DOCUMENT EXTRACT

At large scale, these controls matter more than the simplistic hit-ratio story. A CDN earns its place not only when everything is healthy, but when one dependency becomes slow and the edge network still protects users from seeing the full impact immediately.

Multi-CDN Strategies Exist Because One Edge Fleet Is Not the Whole Internet

Large organisations sometimes use more than one CDN. The reason is not fashion. It is risk management and performance diversity.

A multi-CDN design can help with:

resilience against one provider outage
regional performance optimisation
pricing leverage
product specialisation, for example one CDN for video and another for API acceleration

But it also introduces complexity:

cache state is no longer shared
purges must hit more than one control plane
logs and request IDs split across vendors
DNS steering becomes more complicated
certificate deployment and origin access control must stay consistent

In a failover event, the second CDN may have colder caches and a different anycast footprint. That means "failover works" is not enough. The operator also needs to know what user performance looks like during failover, whether purges remain coherent, and whether the origin can survive the changed miss pattern.

This is another reminder that CDN architecture is traffic engineering, not merely caching. The operator is choosing how the public edge of the application should exist across the internet's real topology, commercial relationships, and failure modes.

Logs and Request IDs Matter Because the Edge Adds Another Whole System Layer

Once a CDN sits in front of the origin, one user request often generates multiple internal events:

browser to edge request
edge cache decision
possible shield request
possible origin request
possible revalidation
possible WAF decision

If those layers cannot be correlated, debugging becomes painful.

Good CDN operations rely on:

per-request identifiers
cache status fields such as hit, miss, stale, revalidated
PoP or colo identifiers
origin timing metrics
purge event logs

A useful access log line often needs to say more than "status 200". It should also say:

where the request landed
whether it was a hit
whether the response came from shield or origin
how long origin fetch took if used

Without that, teams end up arguing from incomplete evidence. The browser says the site was slow. The origin says its own CPU was fine. The missing truth may be that one regional edge cluster had poor cache key design and kept missing unnecessarily.

The better the request correlation, the easier it is to separate:

edge latency
routing issues
shield pressure
origin slowness
cache-policy mistakes

Observability is part of CDN architecture, not an optional dashboard layer.

CDNs Also Change the Economics of Application Design

One under-discussed reason CDNs became so dominant is that they reshape what the origin needs to be good at.

If the edge handles:

most static delivery
much of TLS termination
some rate limiting
some request normalisation
some image transformation

then the origin can focus more narrowly on:

correctness
business logic
private data access
cacheable response generation where appropriate

That changes cost structure. Instead of scaling the origin for every single request from every geography, teams can scale the origin for:

cache misses
personalised traffic
writes
low-hit or uncacheable reads

This is one reason application teams tolerate CDN complexity. The alternative is often to push more global delivery, DDoS resilience, and TLS edge engineering back into the application stack itself. For most organisations, that is slower and more expensive.

DATA SECTION

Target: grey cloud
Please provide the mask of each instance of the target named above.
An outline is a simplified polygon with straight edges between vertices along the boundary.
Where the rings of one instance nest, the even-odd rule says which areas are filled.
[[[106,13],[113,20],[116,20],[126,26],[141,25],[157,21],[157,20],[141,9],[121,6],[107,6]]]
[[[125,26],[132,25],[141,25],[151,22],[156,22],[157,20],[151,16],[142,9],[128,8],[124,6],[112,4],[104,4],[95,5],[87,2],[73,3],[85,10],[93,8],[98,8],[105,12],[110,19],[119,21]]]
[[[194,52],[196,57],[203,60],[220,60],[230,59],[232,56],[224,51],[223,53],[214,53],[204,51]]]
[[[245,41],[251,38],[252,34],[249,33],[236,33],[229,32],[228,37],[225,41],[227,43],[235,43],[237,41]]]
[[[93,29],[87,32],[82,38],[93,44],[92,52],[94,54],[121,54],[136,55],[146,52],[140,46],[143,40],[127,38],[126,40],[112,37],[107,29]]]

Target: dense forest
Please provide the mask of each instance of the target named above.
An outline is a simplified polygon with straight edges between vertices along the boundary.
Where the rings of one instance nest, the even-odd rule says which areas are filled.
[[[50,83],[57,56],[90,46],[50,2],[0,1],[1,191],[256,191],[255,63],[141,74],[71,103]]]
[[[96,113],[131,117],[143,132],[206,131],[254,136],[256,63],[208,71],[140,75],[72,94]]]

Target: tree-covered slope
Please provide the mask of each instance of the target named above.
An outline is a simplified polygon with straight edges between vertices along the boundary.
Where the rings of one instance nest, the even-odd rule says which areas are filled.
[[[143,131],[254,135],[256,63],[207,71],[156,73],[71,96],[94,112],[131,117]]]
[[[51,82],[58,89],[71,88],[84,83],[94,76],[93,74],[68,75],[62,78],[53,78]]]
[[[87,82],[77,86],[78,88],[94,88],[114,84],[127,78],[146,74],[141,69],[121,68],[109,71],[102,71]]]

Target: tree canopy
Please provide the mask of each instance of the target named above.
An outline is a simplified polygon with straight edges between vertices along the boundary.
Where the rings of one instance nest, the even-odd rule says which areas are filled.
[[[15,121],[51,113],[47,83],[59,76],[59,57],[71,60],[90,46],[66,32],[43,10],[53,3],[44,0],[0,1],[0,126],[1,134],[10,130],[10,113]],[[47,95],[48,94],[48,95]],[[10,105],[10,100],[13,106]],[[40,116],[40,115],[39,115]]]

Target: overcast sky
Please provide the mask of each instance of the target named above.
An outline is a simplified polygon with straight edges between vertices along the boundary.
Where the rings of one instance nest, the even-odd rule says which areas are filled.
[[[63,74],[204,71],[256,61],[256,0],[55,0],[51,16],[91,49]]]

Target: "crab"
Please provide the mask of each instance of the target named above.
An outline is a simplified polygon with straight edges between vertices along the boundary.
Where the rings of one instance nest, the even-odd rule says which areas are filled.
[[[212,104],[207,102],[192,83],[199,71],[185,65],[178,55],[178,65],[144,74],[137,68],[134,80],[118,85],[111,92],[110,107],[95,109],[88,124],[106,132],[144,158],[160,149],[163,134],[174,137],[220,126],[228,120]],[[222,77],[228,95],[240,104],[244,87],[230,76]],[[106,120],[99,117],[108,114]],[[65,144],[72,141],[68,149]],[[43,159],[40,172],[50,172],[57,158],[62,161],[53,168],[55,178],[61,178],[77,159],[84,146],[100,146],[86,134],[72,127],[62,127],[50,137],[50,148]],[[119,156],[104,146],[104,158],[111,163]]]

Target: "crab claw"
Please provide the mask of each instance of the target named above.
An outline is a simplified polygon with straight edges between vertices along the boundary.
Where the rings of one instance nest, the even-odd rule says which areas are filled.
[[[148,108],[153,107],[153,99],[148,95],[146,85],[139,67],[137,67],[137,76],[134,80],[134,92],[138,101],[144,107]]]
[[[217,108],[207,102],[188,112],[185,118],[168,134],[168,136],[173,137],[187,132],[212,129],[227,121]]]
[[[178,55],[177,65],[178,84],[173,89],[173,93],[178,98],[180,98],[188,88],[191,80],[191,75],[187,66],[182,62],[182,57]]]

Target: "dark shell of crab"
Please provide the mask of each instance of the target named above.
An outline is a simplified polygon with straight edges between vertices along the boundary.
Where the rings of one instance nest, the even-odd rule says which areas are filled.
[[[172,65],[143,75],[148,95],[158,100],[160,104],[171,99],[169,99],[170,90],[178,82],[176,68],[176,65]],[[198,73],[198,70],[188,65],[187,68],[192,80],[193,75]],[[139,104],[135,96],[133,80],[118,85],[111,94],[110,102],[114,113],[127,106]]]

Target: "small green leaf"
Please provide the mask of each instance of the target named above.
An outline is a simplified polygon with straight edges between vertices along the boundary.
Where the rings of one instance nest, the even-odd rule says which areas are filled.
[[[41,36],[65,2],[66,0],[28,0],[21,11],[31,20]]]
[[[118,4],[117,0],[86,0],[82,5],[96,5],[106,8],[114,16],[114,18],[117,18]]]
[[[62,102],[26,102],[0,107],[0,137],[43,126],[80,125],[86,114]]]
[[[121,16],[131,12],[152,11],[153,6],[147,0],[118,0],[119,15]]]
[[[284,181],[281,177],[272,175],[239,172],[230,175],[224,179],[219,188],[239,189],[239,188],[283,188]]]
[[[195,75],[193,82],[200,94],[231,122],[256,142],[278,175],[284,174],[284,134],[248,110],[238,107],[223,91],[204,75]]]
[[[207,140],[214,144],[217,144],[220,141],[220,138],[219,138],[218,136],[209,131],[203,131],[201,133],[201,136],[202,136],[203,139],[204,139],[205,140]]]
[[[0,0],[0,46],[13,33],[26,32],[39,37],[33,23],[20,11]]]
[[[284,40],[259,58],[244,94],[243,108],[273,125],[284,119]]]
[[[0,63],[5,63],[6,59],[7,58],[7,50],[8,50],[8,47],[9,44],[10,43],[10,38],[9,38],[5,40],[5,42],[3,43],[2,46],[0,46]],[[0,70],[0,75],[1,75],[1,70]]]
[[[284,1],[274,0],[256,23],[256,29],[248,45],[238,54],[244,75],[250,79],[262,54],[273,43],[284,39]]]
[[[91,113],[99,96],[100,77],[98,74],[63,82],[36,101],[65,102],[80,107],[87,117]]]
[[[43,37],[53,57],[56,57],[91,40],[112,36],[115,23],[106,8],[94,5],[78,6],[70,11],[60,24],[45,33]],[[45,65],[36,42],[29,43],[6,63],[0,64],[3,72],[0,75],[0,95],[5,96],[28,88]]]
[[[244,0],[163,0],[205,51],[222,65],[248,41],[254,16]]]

DIRECTIVE 1
Can you return the portion of the CDN article starting with "This is one" and going on through "and more expensive.", copied word for word?
DIRECTIVE 2
According to the CDN article, what complications does a multi-CDN design introduce? List every one.
DIRECTIVE 3
Could you extend the article on CDN architecture by writing what comes after its final paragraph?

REPLY 1
This is one reason application teams tolerate CDN complexity. The alternative is often to push more global delivery, DDoS resilience, and TLS edge engineering back into the application stack itself. For most organisations, that is slower and more expensive.

REPLY 2
- Cache state is no longer shared.
- Purges must hit more than one control plane.
- Logs and request IDs split across vendors.
- DNS steering becomes more complicated.
- Certificate deployment and origin access control must stay consistent.

REPLY 3
A team therefore rarely chooses "a CDN" in the abstract. It chooses a mix of:

reach
purge model
cache tooling
security controls
edge programmability

That mix then shapes how comfortably the rest of the platform can evolve.

Request Normalisation and Cache Poisoning Defence Are Part of the Edge Job

Caching only works safely if semantically equivalent requests are treated consistently and semantically dangerous ambiguity is reduced. That means a CDN often normalises parts of the request before caching or forwarding it.

Examples include:

lowercasing or canonicalising certain header handling paths
deciding whether query parameter order matters
choosing whether duplicate headers are legal or suspicious
collapsing repeated slashes or dot segments in URLs if policy allows
stripping tracking parameters from the cache key

This matters for performance, but it also matters for security. Ambiguous request interpretation between:

browser and edge
edge and origin
cache key logic and origin routing

can create cache poisoning opportunities. If one layer thinks two requests are equivalent and another does not, the wrong response may be stored or reused.

Mature CDNs invest heavily in canonicalisation and parser consistency for that reason. The edge is not only trying to answer quickly. It is trying to ensure that what it caches is the object the origin really intended for that key. A cache that can be poisoned is worse than a cache miss.

In production, this often means performance and security teams end up working on the same controls. Header normalisation, query string policy, and method restrictions are not isolated concerns. They shape both hit ratio and correctness.

Serving Stale on Error Is One of the Quietest and Most Valuable Features

One of the most useful CDN behaviours is the ability to serve stale content temporarily when the origin is failing. This is often controlled by policy such as stale-if-error, platform-specific edge rules, or emergency operator overrides.

Why is it so valuable?

Because a slightly outdated page is often much better than a hard outage.

Consider a news front page cached for 60 seconds. The origin starts timing out because a backend search cluster is overloaded. If the edge has a recently expired copy and policy allows stale-on-error, the CDN can keep serving the old page briefly while:

the origin recovers
the operator rolls back
cache fill pressure is reduced

This smooths incidents in a way users rarely notice explicitly. They do not know the page was 45 seconds older than ideal. They only know the site did not disappear.

Of course, stale serving is not universally safe. It is poor for:

account balances
checkout state
one-time tokens
highly personalised responses

But for public content, product pages, docs, or many catalog views, it is often exactly the right tradeoff under failure.

This is another reason CDN policy is never just about static speed. It is about how the system behaves under stress when freshness, availability, and backend health pull in different directions.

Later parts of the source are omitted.